* _EXERCISE_
Print the listing exactly as it stands, from its start through the line containing "positive clicks: (1119, 310) (1106, 285)", including that line. Omit the pictures.

[Saved entries]
━━━

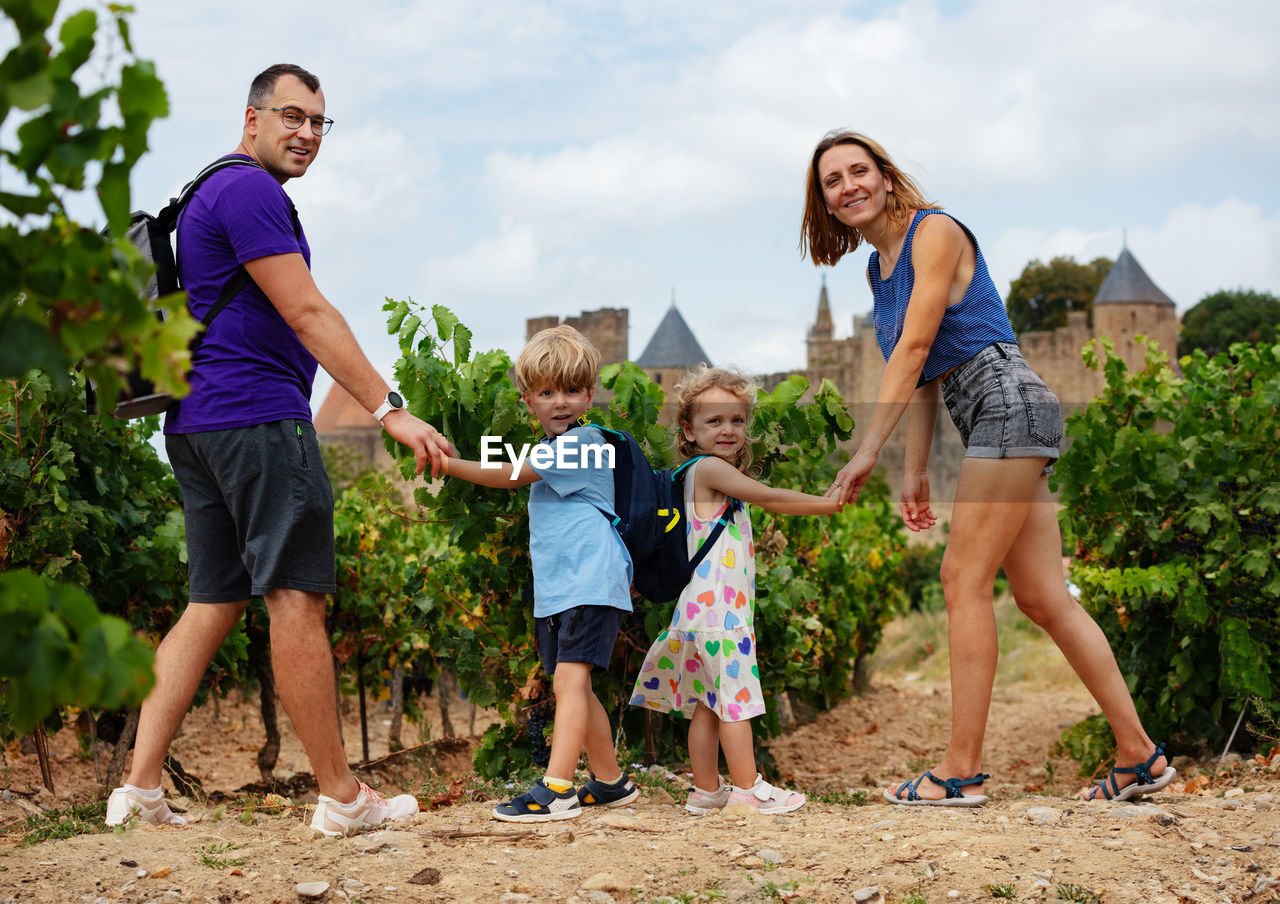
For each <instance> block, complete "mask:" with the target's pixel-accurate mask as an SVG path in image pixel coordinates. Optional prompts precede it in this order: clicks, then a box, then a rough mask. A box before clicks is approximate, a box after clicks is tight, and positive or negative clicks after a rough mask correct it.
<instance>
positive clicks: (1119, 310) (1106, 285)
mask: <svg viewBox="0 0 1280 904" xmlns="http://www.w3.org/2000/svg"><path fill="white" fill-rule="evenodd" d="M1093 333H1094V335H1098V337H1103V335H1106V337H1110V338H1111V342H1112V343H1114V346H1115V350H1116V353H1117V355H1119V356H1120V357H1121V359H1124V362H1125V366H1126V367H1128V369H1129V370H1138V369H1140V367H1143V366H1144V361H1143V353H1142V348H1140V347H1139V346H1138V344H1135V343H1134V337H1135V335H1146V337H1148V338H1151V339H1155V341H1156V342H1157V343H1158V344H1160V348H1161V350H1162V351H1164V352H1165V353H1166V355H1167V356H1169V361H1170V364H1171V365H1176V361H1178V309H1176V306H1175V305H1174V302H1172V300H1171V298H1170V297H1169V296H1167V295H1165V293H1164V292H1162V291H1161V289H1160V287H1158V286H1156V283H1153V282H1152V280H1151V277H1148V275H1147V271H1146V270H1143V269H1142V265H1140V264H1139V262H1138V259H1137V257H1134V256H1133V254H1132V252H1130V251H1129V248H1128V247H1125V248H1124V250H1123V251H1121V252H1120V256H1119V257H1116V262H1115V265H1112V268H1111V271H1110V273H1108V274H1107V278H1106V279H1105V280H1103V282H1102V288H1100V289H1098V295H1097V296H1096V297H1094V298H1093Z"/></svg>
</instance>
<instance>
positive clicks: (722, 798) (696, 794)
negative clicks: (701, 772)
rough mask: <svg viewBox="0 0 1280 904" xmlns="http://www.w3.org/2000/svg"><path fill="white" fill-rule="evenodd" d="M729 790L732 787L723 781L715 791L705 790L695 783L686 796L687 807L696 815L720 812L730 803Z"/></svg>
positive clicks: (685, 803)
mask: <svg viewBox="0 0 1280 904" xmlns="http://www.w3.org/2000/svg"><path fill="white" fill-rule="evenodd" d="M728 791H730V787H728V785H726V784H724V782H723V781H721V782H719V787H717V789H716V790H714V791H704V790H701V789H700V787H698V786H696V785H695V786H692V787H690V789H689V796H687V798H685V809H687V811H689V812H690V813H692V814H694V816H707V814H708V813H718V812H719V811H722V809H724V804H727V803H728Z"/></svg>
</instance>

━━━

* _YOUR RESPONSE_
For each <instance> block, complete "mask:" with the target's pixel-accurate mask as an SVG path in image pixel coordinates. Optional prompts precede it in this order: clicks, then a box, then a rough mask. A box before clicks is approximate, a box after clicks is tight, and positive or negative clicks after a rough mask correct it.
<instance>
positive clicks: (1119, 310) (1106, 285)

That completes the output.